Written task: Reproduce the list of 15th-century shipwrecks below in full, word for word.

= List of shipwrecks in the 15th century =

The list of shipwrecks in the 15th century includes some ships sunk, wrecked or otherwise lost between (and including) the years 1401 to 1500.

==1401–1410==
- 1405
- Unnamed ship: Wrecked on the Eddystone, her mast was found at Rame Head and sold by the Duchy of Cornwall in Plymouth.

- 1406
- Sancta Maria et Sanctus Nicholaus (Catalonia): A carrack was stranded near Portsmouth during a storm. She was broken up and her cargo of spices, alum, wine, fruit, grain and other goods stolen by local people.

- 1408
- Corentin (France): The carrack was stranded in the Bay of Biscay, near Fromentine, France, during a storm.

==1411–1420==
- 1412
4 February (first report) — Unknown ( Kingdom of England): Henry V's carrack carrying wine from Aquitaine was wrecked on or near the Isle of Wight during a storm, which may be the same storm as the following vessel at Southampton.

12 February (first report) — Unknown (Genoa): Wrecked in a storm when departing Southampton. Sometimes recorded as Stephanus Columbilus which may be a version of the masters name.

- 1413
- around 9 June — Six unnamed ships (Umhaill): a fleet of the O'Malley clan led by Tuthal Ó Máille, sailing from Ulster to Clew Bay, were blown off course toward Scotland. Six of seven ships were lost, with about 244 deaths.

- 1416
- August or September — Unidentified: An Italian or French carrack foundered off Southampton with eight hundred troops on board.

Supplied records:

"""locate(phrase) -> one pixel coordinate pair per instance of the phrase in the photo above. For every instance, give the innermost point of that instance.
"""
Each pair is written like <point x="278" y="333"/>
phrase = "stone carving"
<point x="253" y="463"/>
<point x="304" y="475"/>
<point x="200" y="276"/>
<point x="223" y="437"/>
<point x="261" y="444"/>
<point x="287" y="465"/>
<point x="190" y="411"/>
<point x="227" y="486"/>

Final result:
= List of shipwrecks in the 15th century =

The list of shipwrecks in the 15th century includes some ships sunk, wrecked or otherwise lost between (and including) the years 1401 to 1500.

==1401–1410==
- 1405
- Unnamed ship: Wrecked on the Eddystone, her mast was found at Rame Head and sold by the Duchy of Cornwall in Plymouth.

- 1406
- Sancta Maria et Sanctus Nicholaus (Catalonia): A carrack was stranded near Portsmouth during a storm. She was broken up and her cargo of spices, alum, wine, fruit, grain and other goods stolen by local people.

- 1408
- Corentin (France): The carrack was stranded in the Bay of Biscay, near Fromentine, France, during a storm.

==1411–1420==
- 1412
4 February (first report) — Unknown ( Kingdom of England): Henry V's carrack carrying wine from Aquitaine was wrecked on or near the Isle of Wight during a storm, which may be the same storm as the following vessel at Southampton.

12 February (first report) — Unknown (Genoa): Wrecked in a storm when departing Southampton. Sometimes recorded as Stephanus Columbilus which may be a version of the masters name.

- 1413
- around 9 June — Six unnamed ships (Umhaill): a fleet of the O'Malley clan led by Tuthal Ó Máille, sailing from Ulster to Clew Bay, were blown off course toward Scotland. Six of seven ships were lost, with about 244 deaths.

- 1416
- August or September — Unidentified: An Italian or French carrack foundered off Southampton with eight hundred troops on board.